By Elizabeth Ogilvie, Placement Student, Game and Wildlife Scottish Demonstration Farm
Over the past month, thrush surveys have been the primary job here at Auchnerran. Luckily we have been able to continue this study despite the COVID-19 pandemic as we are based on the farm, which is in a remote location, and no travelling is required.
Starting soon after sunrise, we walk either the boundaries or a line through the middle of all areas of woodland on the farm listening for the breeding calls of male thrush species, who are often seen calling from the tops of trees. The species that are studied include song thrush, mistle thrush and blackbirds. This takes us three or four mornings to complete, and we repeat this process four times throughout March in order to get a clear idea of the numbers of thrush territories we have here.
Here Max marks a song thrush on the map.
There are five species of thrush present on the farm: song thrush, mistle thrush, blackbird, fieldfare and redwing. However, fieldfare and redwing do not breed on the farm as they are migrant species and are therefore not present in thrush breeding studies.
When out surveying, we are mainly relying on hearing the calls of the different thrushes. This requires quite a bit of concentration, especially to start with, in order to pick out the sound of the thrush over the noise from all the other birds. Fortunately for us, Marlies is here to teach us the different features to listen for. We also started these surveys immediately after doing our winter bird counts, so we’d already had some practice at identifying the many songbirds we see here.
Chaffinches are often calling very loudly when we’re out listening for the thrush!
The song thrush is the most fun to listen to, always changing their call after three repeats of a phrase, and often imitating other birds – so far, we’ve heard impersonations of gulls, curlews and buzzards! It really does pay to listen twice before deciding what you’ve heard.
This is a song thrush singing on our garden fence.
The mistle thrush has a very pretty call, pausing regularly between melancholy phrases. The blackbirds are much quieter, and we only tend to hear them making their alarm calls, often as they bob past in front of us. Occasionally, remaining fieldfares and redwings are seen flying in groups, particularly at the beginning of March. As we do not see them as often, our call ID is not quite as good as it is with other thrush species, however, with modern technology we are able to listen to the calls of birds while out in the field using apps on our phones! This has come in handy on several occasions when we can’t work out what it is we are hearing – the most interesting being a very piercing call from a kestrel, a bird we’d not heard in the past, and a snipe calling rather than drumming.

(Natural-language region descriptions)
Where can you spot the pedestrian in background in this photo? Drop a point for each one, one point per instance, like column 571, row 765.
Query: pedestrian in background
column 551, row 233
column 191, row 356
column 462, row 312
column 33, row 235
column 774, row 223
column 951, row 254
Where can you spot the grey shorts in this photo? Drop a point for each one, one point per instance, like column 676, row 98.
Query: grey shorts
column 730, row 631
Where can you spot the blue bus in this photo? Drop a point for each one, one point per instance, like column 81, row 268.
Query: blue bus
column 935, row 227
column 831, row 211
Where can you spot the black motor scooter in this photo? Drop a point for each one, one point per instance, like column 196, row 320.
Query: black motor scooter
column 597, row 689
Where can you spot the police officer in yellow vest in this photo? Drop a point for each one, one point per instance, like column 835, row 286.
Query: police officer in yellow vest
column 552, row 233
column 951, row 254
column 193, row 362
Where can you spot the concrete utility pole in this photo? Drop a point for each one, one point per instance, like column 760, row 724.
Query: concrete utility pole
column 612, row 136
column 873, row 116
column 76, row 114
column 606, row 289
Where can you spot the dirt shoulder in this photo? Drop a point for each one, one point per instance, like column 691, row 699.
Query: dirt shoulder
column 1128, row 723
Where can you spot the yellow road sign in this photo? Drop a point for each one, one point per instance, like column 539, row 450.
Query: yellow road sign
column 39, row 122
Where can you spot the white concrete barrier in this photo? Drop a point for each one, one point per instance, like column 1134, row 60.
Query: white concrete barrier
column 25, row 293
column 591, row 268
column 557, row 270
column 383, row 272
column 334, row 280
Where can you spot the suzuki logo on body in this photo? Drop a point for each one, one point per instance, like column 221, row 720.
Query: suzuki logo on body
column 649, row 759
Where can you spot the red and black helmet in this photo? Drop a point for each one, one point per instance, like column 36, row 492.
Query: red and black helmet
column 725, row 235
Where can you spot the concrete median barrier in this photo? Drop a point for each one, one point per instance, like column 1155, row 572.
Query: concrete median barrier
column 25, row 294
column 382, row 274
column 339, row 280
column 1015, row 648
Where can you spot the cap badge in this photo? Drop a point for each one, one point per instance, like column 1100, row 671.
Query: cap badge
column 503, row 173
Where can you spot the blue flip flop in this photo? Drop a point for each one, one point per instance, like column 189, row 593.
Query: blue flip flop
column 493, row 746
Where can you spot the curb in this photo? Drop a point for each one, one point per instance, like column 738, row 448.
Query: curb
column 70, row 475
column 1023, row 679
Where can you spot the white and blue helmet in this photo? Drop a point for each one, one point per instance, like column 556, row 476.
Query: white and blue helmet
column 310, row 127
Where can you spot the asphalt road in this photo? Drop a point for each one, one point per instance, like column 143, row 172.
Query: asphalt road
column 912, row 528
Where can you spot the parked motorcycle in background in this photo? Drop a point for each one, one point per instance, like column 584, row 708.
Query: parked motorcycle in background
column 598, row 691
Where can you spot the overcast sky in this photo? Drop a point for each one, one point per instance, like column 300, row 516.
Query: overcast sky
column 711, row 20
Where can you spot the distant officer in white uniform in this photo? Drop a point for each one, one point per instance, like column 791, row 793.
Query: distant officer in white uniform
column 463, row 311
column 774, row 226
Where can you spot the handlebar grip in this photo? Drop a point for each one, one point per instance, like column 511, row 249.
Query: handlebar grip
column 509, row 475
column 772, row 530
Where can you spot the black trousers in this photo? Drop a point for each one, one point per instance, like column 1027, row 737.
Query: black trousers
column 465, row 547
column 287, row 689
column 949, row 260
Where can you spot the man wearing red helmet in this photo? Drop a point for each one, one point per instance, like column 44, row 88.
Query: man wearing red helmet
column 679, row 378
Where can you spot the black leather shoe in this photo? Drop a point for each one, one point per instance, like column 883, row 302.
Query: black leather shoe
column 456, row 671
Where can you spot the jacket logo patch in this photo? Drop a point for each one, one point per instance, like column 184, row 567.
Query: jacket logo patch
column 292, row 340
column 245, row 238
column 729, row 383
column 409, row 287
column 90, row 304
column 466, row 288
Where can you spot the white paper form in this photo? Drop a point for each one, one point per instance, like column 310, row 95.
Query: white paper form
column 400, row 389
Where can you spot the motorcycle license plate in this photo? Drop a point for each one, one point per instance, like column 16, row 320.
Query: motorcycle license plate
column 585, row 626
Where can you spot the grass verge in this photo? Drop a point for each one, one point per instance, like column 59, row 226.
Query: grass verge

Apply what you read |
- a) In the account of thrush surveys at Auchnerran, why are fieldfare and redwing not present in the breeding studies?
- b) Continue the account of thrush surveys at Auchnerran from its last sentence.

Answers to the tasks |
- a) They are migrant species that do not breed on the farm.

- b)
Within a few hours of sunrise, we finish the woodland surveys, as the thrushes stop calling from their treetop perches and move to the nearby fields to feed. This allows us to begin our field counts, where we drive the roads and tracks on the farm, using binoculars to view all areas of the fields in order to count the thrushes as they feed. By marking their territories in woodlands and where they feed we can see if they choose to nest in specific areas depending on habitat, field type and food availability.
While we’re out doing these field surveys, we get to see the many waders that have taken up residence on the farm over the last month or so. It has been exciting to see them gradually breaking off from large groups and settle into their preferred nesting spots in their pairs.
This is one of our female lapwing that we saw while doing field surveys.
After inputting the data we have collected, it lets us get an idea of how many breeding pairs of each thrush species we have at Auchnerran. It is the males we hear during these counts, calling in order to attract females. Because they always call from their own territory, we regularly hear them from the same places, and by the end of the month we know where to expect to hear them.
In previous years, the number of calling males has correlated closely with the number of breeding pairs and nests found. This means that even before they have starting nesting, we can estimate the number of pairs we have here. This year it looks like we have around 65 pairs in total of all the thrush species!